SHAVE v2.0 - Microarchitectures - Intel Movidius

	Edit Values
	SHAVE v2.0 µarch
	General Info
Arch Type	Accelerator
Designer	Movidius
Manufacturer	TSMC
Introduction	2011
Phase-out	2014
Process	65 nm
	Pipeline
Type	VLLIW
	Instructions
ISA	SHAVE, SPARC v8
	Cache
L1 Cache	1 KiB/core
L2 Cache	128 KiB/chip; 2-way set associative
Side Cache	8-64 MiB SDRAM/chip
	Succession
	SHAVE v1.0 SHAVE v3.0

Streaming Hybrid Architecture Vector Engine v2.0 (SHAVE v2.0) is an accelerator microarchitecture designed by Movidius for their vision processors. SHAVE-based products are branded as the Myriad family of vision processors.

History[edit]

The original SHAVE architecture was designed primarily for the acceleration of game physics. Low demand for expensive physics acceleration in smartphones has forced a re-focus on image and vision processing. Their architecture was versatile enough that it allowed for fairly simple modification to target machine vision processing.

Process Technology[edit]

Main article: 65 nm lithography process

This microarchitecture was designed for TSMC's 65 nm process.

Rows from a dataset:
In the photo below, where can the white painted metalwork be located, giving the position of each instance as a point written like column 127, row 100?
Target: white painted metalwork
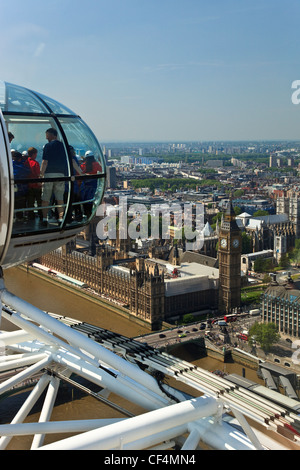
column 48, row 350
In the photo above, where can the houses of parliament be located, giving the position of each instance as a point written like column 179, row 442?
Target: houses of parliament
column 163, row 282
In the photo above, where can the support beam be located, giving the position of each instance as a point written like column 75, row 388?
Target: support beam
column 80, row 341
column 47, row 409
column 27, row 406
column 25, row 374
column 140, row 426
column 54, row 427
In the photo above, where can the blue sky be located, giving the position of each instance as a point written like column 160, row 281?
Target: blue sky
column 160, row 70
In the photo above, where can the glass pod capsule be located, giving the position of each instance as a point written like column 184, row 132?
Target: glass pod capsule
column 52, row 174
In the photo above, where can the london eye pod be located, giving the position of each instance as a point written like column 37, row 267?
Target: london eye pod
column 42, row 207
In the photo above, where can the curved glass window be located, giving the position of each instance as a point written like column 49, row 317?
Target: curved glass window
column 58, row 165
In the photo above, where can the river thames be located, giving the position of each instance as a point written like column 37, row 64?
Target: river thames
column 71, row 403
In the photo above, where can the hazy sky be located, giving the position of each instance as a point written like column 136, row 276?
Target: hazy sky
column 168, row 70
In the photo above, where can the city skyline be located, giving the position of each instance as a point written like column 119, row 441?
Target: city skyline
column 161, row 71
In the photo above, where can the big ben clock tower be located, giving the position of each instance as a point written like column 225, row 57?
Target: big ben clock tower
column 229, row 252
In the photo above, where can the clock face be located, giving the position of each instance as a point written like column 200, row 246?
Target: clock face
column 224, row 242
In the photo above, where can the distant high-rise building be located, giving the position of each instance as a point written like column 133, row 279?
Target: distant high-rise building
column 111, row 177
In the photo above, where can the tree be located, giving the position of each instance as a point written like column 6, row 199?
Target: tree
column 266, row 334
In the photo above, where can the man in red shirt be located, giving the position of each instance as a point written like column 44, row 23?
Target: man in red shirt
column 35, row 189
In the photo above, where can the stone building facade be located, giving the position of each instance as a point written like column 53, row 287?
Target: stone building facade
column 137, row 284
column 281, row 305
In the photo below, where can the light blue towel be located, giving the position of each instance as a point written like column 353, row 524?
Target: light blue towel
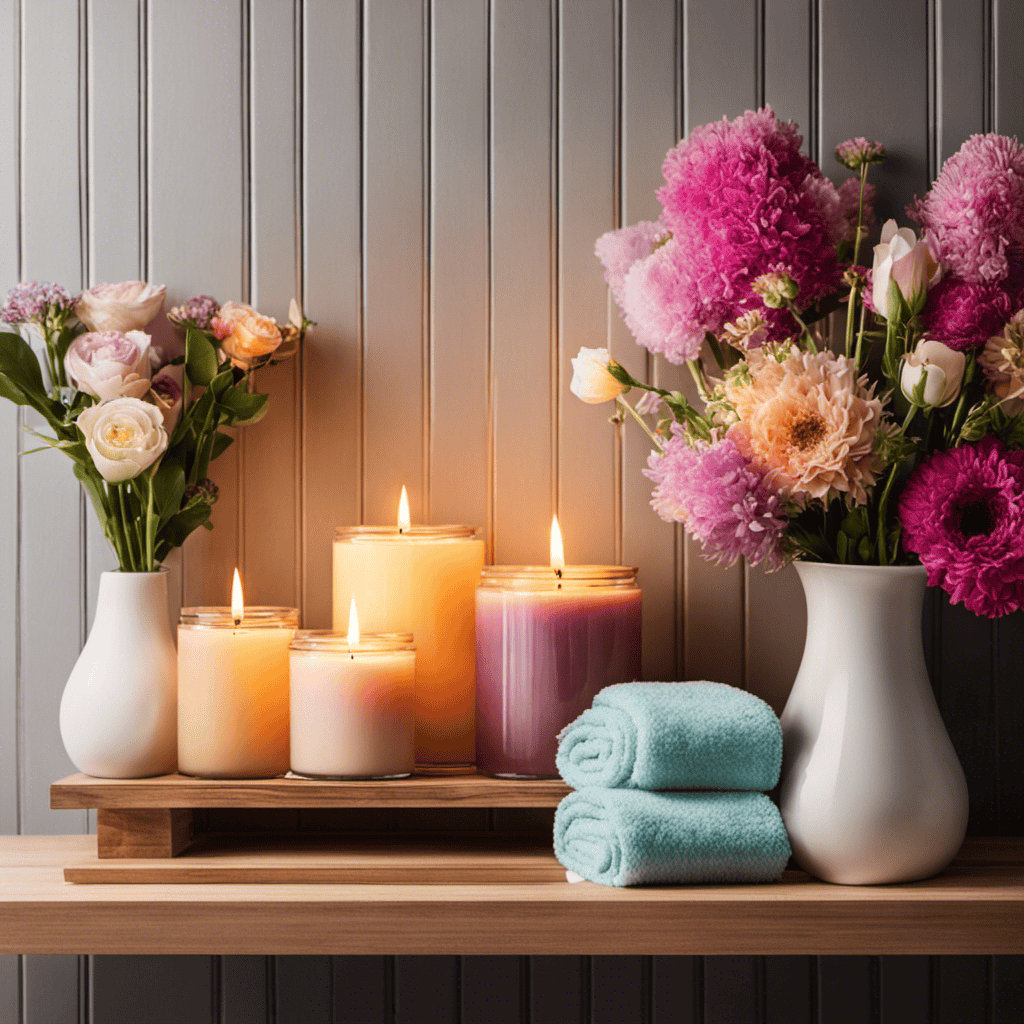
column 632, row 838
column 673, row 736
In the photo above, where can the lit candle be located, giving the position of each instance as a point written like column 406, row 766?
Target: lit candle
column 352, row 704
column 420, row 580
column 232, row 689
column 548, row 638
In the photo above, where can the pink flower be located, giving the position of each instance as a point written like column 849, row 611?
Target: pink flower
column 738, row 199
column 108, row 365
column 974, row 213
column 722, row 500
column 963, row 513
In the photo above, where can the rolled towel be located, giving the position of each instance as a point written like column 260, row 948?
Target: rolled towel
column 673, row 736
column 633, row 838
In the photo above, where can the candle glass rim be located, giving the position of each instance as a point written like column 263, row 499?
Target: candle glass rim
column 415, row 532
column 333, row 641
column 548, row 578
column 257, row 616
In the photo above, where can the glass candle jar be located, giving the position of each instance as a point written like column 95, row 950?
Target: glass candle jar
column 352, row 705
column 547, row 640
column 232, row 692
column 420, row 580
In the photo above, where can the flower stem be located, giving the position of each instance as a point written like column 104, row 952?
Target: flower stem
column 623, row 403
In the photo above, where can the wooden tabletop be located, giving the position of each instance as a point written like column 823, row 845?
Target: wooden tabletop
column 975, row 907
column 419, row 791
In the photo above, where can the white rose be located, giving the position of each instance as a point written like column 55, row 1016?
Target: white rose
column 902, row 258
column 125, row 306
column 940, row 367
column 124, row 436
column 109, row 365
column 166, row 393
column 591, row 380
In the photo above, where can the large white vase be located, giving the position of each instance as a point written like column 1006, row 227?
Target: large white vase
column 119, row 710
column 871, row 790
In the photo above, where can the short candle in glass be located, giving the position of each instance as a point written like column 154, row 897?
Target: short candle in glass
column 421, row 580
column 352, row 705
column 232, row 691
column 548, row 638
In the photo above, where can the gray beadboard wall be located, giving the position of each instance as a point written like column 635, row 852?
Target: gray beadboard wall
column 429, row 177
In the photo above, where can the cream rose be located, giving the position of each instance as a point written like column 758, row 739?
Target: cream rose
column 125, row 306
column 109, row 365
column 902, row 258
column 246, row 335
column 591, row 380
column 940, row 367
column 166, row 394
column 124, row 436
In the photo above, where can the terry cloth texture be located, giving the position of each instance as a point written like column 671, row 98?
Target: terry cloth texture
column 673, row 736
column 630, row 838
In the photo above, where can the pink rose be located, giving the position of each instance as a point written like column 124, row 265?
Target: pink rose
column 125, row 306
column 109, row 365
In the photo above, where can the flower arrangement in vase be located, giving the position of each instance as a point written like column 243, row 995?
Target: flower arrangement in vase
column 872, row 454
column 140, row 426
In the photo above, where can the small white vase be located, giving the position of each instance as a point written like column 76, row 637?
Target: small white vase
column 119, row 710
column 871, row 790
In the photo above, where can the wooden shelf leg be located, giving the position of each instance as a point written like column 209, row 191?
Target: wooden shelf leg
column 143, row 832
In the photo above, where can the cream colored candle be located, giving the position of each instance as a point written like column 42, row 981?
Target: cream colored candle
column 421, row 580
column 232, row 691
column 352, row 705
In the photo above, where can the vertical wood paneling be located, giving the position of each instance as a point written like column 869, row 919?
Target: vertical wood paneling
column 196, row 214
column 492, row 989
column 459, row 323
column 648, row 119
column 152, row 989
column 267, row 450
column 332, row 237
column 394, row 259
column 521, row 278
column 587, row 136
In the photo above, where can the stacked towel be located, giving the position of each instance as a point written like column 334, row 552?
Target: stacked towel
column 640, row 737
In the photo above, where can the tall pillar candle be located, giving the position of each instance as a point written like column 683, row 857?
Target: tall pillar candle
column 421, row 580
column 547, row 640
column 232, row 691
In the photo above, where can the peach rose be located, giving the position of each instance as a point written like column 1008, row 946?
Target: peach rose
column 246, row 335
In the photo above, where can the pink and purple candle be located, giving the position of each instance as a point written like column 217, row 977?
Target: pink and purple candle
column 548, row 638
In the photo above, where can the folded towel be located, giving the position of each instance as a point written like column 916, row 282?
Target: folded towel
column 629, row 838
column 673, row 736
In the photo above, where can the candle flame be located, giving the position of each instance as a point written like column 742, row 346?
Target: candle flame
column 238, row 605
column 403, row 518
column 353, row 625
column 557, row 551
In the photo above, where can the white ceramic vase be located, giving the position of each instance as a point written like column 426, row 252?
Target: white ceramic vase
column 871, row 791
column 119, row 710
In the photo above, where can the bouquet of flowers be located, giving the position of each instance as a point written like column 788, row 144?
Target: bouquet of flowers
column 140, row 427
column 899, row 439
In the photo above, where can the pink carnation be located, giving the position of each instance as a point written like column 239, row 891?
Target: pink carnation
column 963, row 513
column 721, row 498
column 974, row 213
column 965, row 315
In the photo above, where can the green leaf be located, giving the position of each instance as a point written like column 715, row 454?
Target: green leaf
column 174, row 531
column 201, row 357
column 244, row 407
column 221, row 442
column 18, row 363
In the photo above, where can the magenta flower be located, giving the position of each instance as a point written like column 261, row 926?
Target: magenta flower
column 721, row 499
column 963, row 513
column 974, row 213
column 964, row 315
column 36, row 302
column 739, row 198
column 854, row 153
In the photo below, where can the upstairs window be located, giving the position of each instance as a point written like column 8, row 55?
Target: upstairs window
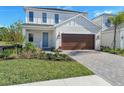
column 30, row 37
column 108, row 23
column 56, row 18
column 44, row 17
column 31, row 15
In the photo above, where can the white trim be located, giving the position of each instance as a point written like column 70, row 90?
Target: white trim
column 75, row 17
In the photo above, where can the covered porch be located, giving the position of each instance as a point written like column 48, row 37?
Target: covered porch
column 42, row 36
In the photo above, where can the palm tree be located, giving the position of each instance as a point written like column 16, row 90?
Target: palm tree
column 116, row 20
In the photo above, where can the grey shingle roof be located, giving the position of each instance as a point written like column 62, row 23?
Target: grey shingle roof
column 58, row 9
column 110, row 28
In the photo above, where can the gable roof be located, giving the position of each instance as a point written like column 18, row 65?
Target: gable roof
column 57, row 9
column 97, row 26
column 109, row 29
column 102, row 15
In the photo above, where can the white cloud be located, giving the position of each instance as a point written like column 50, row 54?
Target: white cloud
column 65, row 7
column 97, row 13
column 68, row 7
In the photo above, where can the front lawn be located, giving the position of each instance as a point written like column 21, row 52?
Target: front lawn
column 20, row 71
column 117, row 51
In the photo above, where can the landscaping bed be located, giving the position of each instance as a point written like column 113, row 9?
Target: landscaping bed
column 19, row 71
column 116, row 51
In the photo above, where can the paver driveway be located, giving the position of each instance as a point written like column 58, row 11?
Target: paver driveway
column 110, row 67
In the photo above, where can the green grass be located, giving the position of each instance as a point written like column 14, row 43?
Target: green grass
column 2, row 43
column 20, row 71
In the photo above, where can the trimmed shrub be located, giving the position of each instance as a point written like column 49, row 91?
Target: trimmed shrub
column 5, row 54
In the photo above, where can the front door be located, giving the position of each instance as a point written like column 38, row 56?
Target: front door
column 45, row 40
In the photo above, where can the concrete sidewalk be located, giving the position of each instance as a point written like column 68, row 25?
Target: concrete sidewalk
column 91, row 80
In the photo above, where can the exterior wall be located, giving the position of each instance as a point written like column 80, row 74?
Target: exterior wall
column 50, row 15
column 122, row 38
column 98, row 40
column 38, row 37
column 107, row 38
column 75, row 26
column 101, row 20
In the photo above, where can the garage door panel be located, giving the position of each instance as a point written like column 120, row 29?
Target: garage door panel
column 77, row 41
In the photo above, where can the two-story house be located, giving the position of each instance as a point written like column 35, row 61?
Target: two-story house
column 66, row 29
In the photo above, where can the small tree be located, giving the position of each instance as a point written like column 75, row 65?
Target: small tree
column 15, row 34
column 3, row 34
column 116, row 21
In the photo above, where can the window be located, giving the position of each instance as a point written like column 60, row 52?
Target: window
column 30, row 37
column 56, row 18
column 44, row 17
column 31, row 15
column 108, row 23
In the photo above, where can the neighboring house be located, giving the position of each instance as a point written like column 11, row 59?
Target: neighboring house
column 107, row 37
column 57, row 28
column 107, row 32
column 103, row 21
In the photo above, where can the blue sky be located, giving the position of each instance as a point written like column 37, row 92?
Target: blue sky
column 10, row 14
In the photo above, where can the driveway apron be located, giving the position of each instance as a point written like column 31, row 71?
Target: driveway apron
column 110, row 67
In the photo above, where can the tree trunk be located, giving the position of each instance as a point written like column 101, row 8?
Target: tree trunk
column 115, row 28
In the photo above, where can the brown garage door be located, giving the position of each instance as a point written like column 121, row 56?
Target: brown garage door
column 77, row 41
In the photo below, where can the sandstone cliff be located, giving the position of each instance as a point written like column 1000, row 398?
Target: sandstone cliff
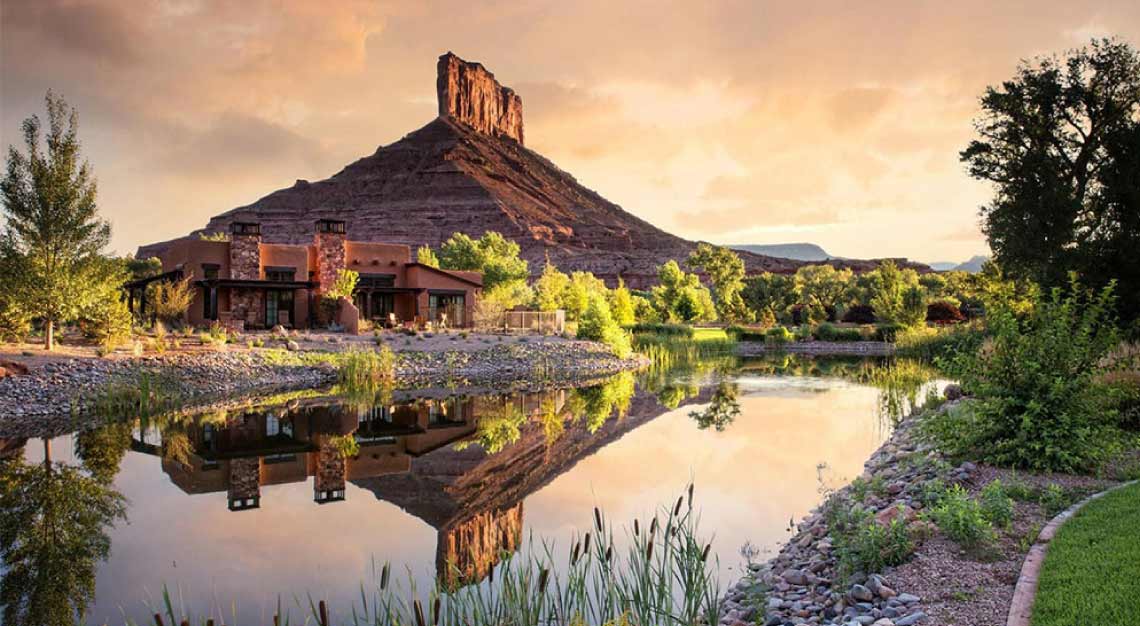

■ Requirements ■
Using the page on SHAVE v2.0, decide whether each statement agrees with it, and quote the words that settle each case: (a) SHAVE v2.0 was designed for a 65 nm process from TSMC. (b) The original SHAVE architecture was designed mainly for image processing. (c) The L2 cache is 4-way set associative.

■ Written solution ■
(a) Yes: "This microarchitecture was designed for TSMC's 65 nm process."
(b) No: "The original SHAVE architecture was designed primarily for the acceleration of game physics."
(c) No: "128 KiB/chip; 2-way set associative"